= Text passage =
[Start of section]
November 10th, 2016 | By: Nick Sargen
The initial response to Trump’s victory has been a selloff in global equity markets (which was subsequently reversed intraday) and a spike in U.S. government bond yields. This is to be expected considering markets were pricing in a victory for Hillary Clinton based on numerous polls and political pundits who underestimated the dissatisfaction of the U.S. electorate with the status quo. With the electorate voting for political change and the Republican Party in control of both houses of Congress, the gridlock in the U.S. government of the past six years is finally over.
While that is good news for many people, it also means that markets will have to assess where U.S. economic policies are headed in the next four years. We should find out by early next year once Trump’s Cabinet is in place. Normally, there is a honeymoon period of 100 days or so for a new President to unveil the legislative agenda for the first term. For this reason, incoming Presidents rush to get as much legislation passed in this period as they can, knowing that chances for compromise become smaller with the passage of time.
The changes Trump and Republican leaders in Congress are considering are widespread: They include tax reform for corporations and individuals, increased spending for the military and infrastructure, reduced government regulations, and ending Obamacare, among others. In addition, Trump is seeking to renegotiate existing trade deals and defense arrangements with U.S. allies. Amid all this, we expect markets to be more volatile than they have been since mid-year.
One of the most important changes Trump is likely to undertake is comprehensive reform of the tax code for both individuals and corporations. His goal is to broaden the tax base in order to lower marginal tax rates. As I noted in a previous post, Trump’s proposals are reminiscent of the “supply-side” policies that President Reagan pursued in the 1980s (See “Trump Economics: Reaganomics with a Dose of Mercantilism” September 22). His goal is to revive the American economy and restore economic growth back to its long-term trend rate of 3.5%. In his view, pro-growth strategies that lower and simplify tax rates combined with significant reductions in regulatory burdens businesses face are the keys to success.
On the spending side of the ledger, Trump has pledged to increase military expenditures and he favors increased spending on infrastructure projects. However, in contrast to the Republican leaders in Congress, he does not want to pare back entitlement reforms such as social security and Medicare and Medicaid, which budget experts believe is essential to rein in future deficits.
[End of section]
= Task 1 =
Rewrite the paragraph of the post on Trump's election that begins "The changes Trump and Republican leaders" as a short bulleted list that keeps its main facts.
= Task 2 =
According to the post on Trump's election, what long-term trend growth rate does Trump want to restore?
= Task 3 =
Output the passage of the post on Trump's election between "One of the most" and "keys to success.", inclusive.

= Record extracts =
[Start of section]
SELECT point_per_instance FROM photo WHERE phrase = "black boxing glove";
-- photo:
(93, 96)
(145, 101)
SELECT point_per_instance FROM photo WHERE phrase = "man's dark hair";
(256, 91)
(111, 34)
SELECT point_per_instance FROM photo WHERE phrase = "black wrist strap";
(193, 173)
[End of section]
= Your solution 1 =
- Tax reform for corporations and individuals
- More spending on the military and infrastructure
- Fewer government regulations
- An end to Obamacare
- Renegotiation of existing trade deals and defense arrangements with U.S. allies
- Expected result: markets more volatile than at any time since mid-year

= Your solution 2 =
3.5%

= Your solution 3 =
One of the most important changes Trump is likely to undertake is comprehensive reform of the tax code for both individuals and corporations. His goal is to broaden the tax base in order to lower marginal tax rates. As I noted in a previous post, Trump’s proposals are reminiscent of the “supply-side” policies that President Reagan pursued in the 1980s (See “Trump Economics: Reaganomics with a Dose of Mercantilism” September 22). His goal is to revive the American economy and restore economic growth back to its long-term trend rate of 3.5%. In his view, pro-growth strategies that lower and simplify tax rates combined with significant reductions in regulatory burdens businesses face are the keys to success.